··· EXERCISE DATA ···

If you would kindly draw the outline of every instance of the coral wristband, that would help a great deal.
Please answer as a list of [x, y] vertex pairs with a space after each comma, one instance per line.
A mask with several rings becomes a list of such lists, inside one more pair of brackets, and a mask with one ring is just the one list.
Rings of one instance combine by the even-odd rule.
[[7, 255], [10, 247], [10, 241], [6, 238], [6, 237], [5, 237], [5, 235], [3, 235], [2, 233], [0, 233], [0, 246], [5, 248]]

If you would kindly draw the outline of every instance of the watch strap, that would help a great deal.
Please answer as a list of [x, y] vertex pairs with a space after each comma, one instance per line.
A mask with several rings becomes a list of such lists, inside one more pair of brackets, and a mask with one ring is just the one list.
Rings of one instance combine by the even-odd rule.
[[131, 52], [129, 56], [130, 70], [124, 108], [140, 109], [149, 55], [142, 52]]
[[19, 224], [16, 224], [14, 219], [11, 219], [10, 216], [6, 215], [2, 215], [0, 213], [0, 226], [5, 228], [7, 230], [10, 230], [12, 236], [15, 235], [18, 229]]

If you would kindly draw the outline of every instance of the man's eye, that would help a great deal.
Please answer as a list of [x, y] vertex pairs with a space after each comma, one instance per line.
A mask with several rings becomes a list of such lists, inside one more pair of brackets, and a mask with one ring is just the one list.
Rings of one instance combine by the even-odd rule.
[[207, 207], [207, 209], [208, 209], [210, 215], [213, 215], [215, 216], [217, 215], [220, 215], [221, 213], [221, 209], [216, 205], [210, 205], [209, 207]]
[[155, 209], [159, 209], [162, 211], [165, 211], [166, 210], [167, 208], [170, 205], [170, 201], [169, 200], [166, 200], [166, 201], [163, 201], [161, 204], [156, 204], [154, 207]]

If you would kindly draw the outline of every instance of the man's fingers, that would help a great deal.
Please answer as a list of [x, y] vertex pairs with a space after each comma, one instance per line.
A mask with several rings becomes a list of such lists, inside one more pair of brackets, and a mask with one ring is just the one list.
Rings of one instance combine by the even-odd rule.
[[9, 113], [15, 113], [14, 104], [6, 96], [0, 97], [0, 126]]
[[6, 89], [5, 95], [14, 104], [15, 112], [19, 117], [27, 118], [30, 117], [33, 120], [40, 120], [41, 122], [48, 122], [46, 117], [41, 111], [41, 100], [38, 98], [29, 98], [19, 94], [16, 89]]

···

* **TASK REQUIREMENTS**: Can you echo every line of the items above back verbatim, from the first line to the last?

* **SOLVED EXERCISE**:
If you would kindly draw the outline of every instance of the coral wristband, that would help a great deal.
Please answer as a list of [x, y] vertex pairs with a space after each comma, one instance per line.
A mask with several rings becomes a list of such lists, inside one more pair of brackets, and a mask with one ring is just the one list.
Rings of one instance combine by the even-odd rule.
[[7, 255], [10, 247], [10, 241], [6, 238], [6, 237], [5, 237], [5, 235], [3, 235], [2, 233], [0, 233], [0, 246], [5, 248]]

If you would kindly draw the outline of every instance of the watch strap, that would help a great deal.
Please answer as a list of [x, y] vertex pairs with a space after each comma, one instance per line.
A mask with several rings becomes a list of such lists, inside one more pair of brackets, and a mask with one ring is just the one list.
Rings of one instance combine by the even-odd rule.
[[131, 52], [129, 56], [130, 70], [124, 108], [140, 109], [149, 55], [142, 52]]
[[19, 224], [16, 224], [14, 219], [11, 219], [10, 216], [6, 215], [2, 215], [0, 213], [0, 226], [5, 228], [7, 230], [10, 230], [12, 236], [15, 235], [18, 229]]

If you would kindly draw the outline of every instance of the man's eye, that would help a great deal.
Please answer as a list of [x, y] vertex pairs with a space after each comma, one instance per line.
A mask with several rings becomes a list of such lists, inside one more pair of brackets, and a mask with one ring is just the one list.
Rings of one instance combine by the even-odd rule.
[[207, 207], [207, 209], [208, 209], [210, 215], [213, 215], [215, 216], [217, 215], [220, 215], [221, 213], [221, 209], [216, 205], [210, 205], [209, 207]]
[[155, 209], [159, 209], [162, 211], [165, 211], [166, 210], [167, 208], [170, 205], [170, 201], [169, 200], [166, 200], [166, 201], [163, 201], [161, 204], [156, 204], [154, 207]]

If you would kindly draw the outline of every instance of the man's fingers, that would help a great deal.
Please answer as a list of [x, y] vertex pairs with a space after each comma, one instance per line.
A mask with several rings becomes a list of such lists, inside one more pair of brackets, and a mask with one ring is just the one list.
Rings of one instance combine by the even-odd rule.
[[9, 113], [15, 113], [14, 104], [6, 96], [0, 97], [0, 126]]
[[6, 89], [5, 95], [14, 104], [15, 112], [19, 117], [27, 118], [30, 117], [33, 120], [40, 120], [41, 122], [48, 122], [46, 117], [41, 111], [41, 100], [38, 98], [29, 98], [19, 94], [16, 89]]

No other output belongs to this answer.